# [BRANO FORNITO]
-*-

Ritratti

A cura di:

Le muse di Gianfranco Salis

«Non credo alla realtà oggettiva né alle apparenze, la fotografia anche se manipolata secondo i propri fini è l'unica ipotesi di realtà». Così Gianfranco Salis, fotografo di scena per cinema e teatro, ritrattista, condensa oggi la sua visione fotografica. Di seguito, alcuni giudizi critici sui suoi ritratti, soprattutto al femminile, di Diego Mormorio, Giampiero Mughini, Lanfranco Colombo, Carmine Benincasa.

-*-

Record
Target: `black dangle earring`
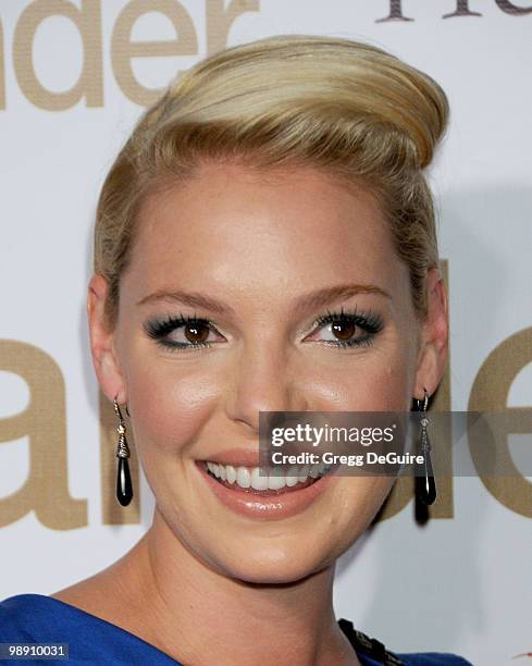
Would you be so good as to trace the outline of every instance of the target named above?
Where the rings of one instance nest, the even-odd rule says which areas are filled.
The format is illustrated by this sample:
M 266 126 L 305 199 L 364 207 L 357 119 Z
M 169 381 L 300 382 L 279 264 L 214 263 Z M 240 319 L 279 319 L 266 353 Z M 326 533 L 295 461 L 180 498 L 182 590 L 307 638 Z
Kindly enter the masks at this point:
M 119 433 L 119 443 L 116 446 L 116 457 L 119 458 L 119 469 L 116 474 L 116 499 L 122 506 L 127 506 L 133 499 L 132 477 L 129 474 L 129 464 L 127 461 L 127 458 L 129 457 L 129 447 L 127 446 L 127 441 L 125 439 L 124 419 L 116 398 L 114 398 L 113 405 L 114 412 L 119 417 L 119 425 L 116 428 L 116 432 Z
M 432 460 L 431 460 L 431 442 L 429 440 L 429 433 L 426 432 L 426 427 L 429 425 L 429 419 L 426 418 L 426 406 L 429 404 L 429 395 L 426 394 L 426 388 L 423 388 L 425 392 L 423 400 L 418 402 L 418 411 L 422 411 L 421 420 L 420 420 L 420 435 L 419 435 L 419 446 L 418 453 L 423 456 L 423 472 L 424 478 L 422 479 L 422 483 L 418 483 L 416 485 L 418 497 L 423 504 L 434 504 L 436 498 L 436 482 L 434 480 L 434 471 L 432 469 Z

-*-

# [COMPITO BREVE A]
Quali autori di giudizi critici sui ritratti di Gianfranco Salis nomina il brano fornito? Elencali tutti.
# [COMPITO BREVE B]
Per quali ambiti lavora Gianfranco Salis come fotografo di scena, secondo il brano fornito?

# [SOLUZIONE A]
Diego Mormorio, Giampiero Mughini, Lanfranco Colombo, Carmine Benincasa.

# [SOLUZIONE B]
Per il cinema e il teatro.